• Consigne écrite 1
Filtre les entrées et recopie chaque ligne qui contient le mot « white ».

• Extrait choisi
"""

Joseph-Nicolas ROBERT-FLEURY

Une famille de réfugiés grecs, peinte à Venise en 1824


Joseph-Nicolas ROBERT-FLEURY (1797, Cologne – 1890, Paris)
Une famille de réfugiés grecs, peinte à Venise en 1824
Aquarelle
29 x 24 cm
Signée, située (Venezia), datée et dédicacée à Madame Morel en bas à gauche
20 mai 1824
Oeuvre en rapport: tableau (?) exposé au Salon de 1824 sous le N°652
Provenance: ancienne collection Benjamin Morel (1781-1860), homme politique et fondateur du musée de Dunkerque


Cette aquarelle s’inscrit dans le mouvement philhellénique dans les années 1820, suite à la lutte des grecs pour leur indépendance face à l’oppresseur turc.
Sous le joug ottoman depuis quatre siècles, les grecs se soulèvent en 1821 et déclarent même leur indépendance au congrès d’Epidaure en 1822; des événements comme les massacres de l’île de Scio ou le siège de Missolonghi en avril 1824 (au cours duquel lord Byron trouve la mort) ont un fort impact sur les pays occidentaux, aussi bien dans les milieux scientifiques, politiques, que financiers, mais surtout artistiques. Mais il faudra attendre 1830, après les entrées en guerre de l’Angleterre et de la Russie en 1826, et de la France en 1827, pour que l’indépendance soit officiellement reconnue.
Ce mouvement de sympathie envers un combat pour la liberté se traduit par la création de nombreux comités de soutien (Stuttgart en 1821, Londres en 1823…); le comité français, un des plus tardifs (décembre 1824), deviendra l’un des plus actifs, avec à sa tête Lafayette et Chateaubriand, et des membres aussi prestigieux que Lamartine et Victor Hugo; au-delà de leur appui moral, ces comités permettent un soutien financier, alimentaire et même militaire (avec des engagés volontaires) grâce à la mise en place de fêtes de charité, souscriptions et expositions…

Le comité parisien organisa ainsi le 24 mars 1826 une importante exposition à la Galerie Lebrun (4, rue du Gros Chenêt, actuelle rue du Sentier; le bâtiment avait été construit par Lebrun, le marchand de tableaux époux de la célèbre portraitiste Elisabeth Vigée), à l’entrée payante, pour soutenir l’effort grec; l’exposition se déroula en deux volets, du 17 mai au 2 juillet, puis du 16 juillet au 19 novembre, avec la participation d’artistes comme Alaux, Bonington, Bouhot, Cogniet, Delaroche, Deveria, Horace Vernet, ainsi que Robert-Fleury (avec deux oeuvres: La prière du soir; vue prise dans le golfe de Naples – N°67, et Chef de brigands – N°68) et Delacroix.

"""

• Données fournies
"""

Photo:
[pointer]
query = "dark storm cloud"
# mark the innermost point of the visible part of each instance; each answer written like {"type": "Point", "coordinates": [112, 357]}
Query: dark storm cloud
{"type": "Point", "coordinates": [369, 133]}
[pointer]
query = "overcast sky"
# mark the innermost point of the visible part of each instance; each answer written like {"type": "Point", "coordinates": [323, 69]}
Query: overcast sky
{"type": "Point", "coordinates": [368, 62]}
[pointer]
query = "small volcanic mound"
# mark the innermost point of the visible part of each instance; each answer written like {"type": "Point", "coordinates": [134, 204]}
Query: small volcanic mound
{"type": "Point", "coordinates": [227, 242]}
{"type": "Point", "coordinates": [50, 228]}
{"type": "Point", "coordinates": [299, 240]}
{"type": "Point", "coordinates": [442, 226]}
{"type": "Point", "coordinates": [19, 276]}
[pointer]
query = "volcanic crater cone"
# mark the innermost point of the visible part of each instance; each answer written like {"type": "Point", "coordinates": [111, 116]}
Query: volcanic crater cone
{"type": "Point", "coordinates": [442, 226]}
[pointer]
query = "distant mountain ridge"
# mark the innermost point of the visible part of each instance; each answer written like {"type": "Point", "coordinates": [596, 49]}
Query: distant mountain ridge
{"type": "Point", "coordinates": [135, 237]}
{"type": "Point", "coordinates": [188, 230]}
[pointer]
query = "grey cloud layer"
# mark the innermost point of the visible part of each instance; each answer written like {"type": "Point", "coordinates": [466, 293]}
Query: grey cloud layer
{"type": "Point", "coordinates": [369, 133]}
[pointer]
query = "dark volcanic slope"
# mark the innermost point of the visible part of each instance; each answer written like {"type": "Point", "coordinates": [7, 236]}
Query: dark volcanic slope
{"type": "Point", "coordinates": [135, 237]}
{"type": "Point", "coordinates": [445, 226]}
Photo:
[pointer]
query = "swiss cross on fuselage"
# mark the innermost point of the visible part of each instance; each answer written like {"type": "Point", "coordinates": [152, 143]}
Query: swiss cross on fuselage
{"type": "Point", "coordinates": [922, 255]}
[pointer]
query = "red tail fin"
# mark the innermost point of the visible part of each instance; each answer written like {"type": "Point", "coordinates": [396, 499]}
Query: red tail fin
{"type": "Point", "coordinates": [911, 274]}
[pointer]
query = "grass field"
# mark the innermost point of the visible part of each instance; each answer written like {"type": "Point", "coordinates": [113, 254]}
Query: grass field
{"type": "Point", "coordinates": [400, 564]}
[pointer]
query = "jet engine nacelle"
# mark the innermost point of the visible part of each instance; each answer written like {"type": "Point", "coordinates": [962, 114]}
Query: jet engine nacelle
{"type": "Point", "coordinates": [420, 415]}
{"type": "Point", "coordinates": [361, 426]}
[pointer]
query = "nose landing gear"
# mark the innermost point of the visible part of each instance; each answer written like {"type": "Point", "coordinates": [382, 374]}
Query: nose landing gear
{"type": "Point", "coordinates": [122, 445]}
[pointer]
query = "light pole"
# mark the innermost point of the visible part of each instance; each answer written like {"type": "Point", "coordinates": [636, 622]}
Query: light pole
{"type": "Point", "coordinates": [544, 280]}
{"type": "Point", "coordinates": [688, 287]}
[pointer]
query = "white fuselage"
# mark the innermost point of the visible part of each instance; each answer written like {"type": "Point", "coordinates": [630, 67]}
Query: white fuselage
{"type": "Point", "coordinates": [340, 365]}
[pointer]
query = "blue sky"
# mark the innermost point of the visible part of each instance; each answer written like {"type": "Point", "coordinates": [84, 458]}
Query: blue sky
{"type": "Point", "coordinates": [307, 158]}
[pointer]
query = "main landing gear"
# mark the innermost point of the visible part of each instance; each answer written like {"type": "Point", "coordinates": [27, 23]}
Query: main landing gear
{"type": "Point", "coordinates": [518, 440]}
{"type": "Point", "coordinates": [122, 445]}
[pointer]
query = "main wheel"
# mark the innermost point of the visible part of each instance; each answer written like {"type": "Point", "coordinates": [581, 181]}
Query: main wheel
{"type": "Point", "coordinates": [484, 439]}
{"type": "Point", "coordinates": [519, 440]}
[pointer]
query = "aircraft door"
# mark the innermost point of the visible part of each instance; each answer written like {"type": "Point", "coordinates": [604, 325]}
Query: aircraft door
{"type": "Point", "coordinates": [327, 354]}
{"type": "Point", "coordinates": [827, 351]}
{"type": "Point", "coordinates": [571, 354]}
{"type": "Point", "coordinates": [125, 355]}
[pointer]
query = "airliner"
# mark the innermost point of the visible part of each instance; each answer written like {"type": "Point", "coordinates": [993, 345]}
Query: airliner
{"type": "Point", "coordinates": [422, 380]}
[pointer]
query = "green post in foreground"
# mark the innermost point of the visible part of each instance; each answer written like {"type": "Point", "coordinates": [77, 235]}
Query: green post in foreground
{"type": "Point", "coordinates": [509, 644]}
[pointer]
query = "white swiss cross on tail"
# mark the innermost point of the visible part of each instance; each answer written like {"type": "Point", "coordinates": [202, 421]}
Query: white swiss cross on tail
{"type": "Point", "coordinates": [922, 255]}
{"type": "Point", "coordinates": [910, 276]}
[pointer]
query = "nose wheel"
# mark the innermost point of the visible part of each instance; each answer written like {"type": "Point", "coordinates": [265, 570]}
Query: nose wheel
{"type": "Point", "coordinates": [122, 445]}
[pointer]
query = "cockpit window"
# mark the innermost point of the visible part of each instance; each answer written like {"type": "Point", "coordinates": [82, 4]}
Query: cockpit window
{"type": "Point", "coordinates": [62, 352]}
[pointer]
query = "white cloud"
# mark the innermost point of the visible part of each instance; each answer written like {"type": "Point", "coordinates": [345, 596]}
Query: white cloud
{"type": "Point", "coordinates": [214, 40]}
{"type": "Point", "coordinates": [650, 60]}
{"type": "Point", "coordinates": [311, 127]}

"""

• Consigne écrite 2
Mets à jour l'extrait sur l'aquarelle de Robert-Fleury en le reproduisant depuis « Cette aquarelle s’inscrit » jusqu'à « à l’oppresseur turc. » inclus, avec « oppresseur » remplacé par « occupant ».

• Réponse finale 1
query = "white fuselage"
Query: white fuselage
query = "white swiss cross on tail"
Query: white swiss cross on tail
query = "white cloud"
Query: white cloud

• Réponse finale 2
Cette aquarelle s’inscrit dans le mouvement philhellénique dans les années 1820, suite à la lutte des grecs pour leur indépendance face à l’occupant turc.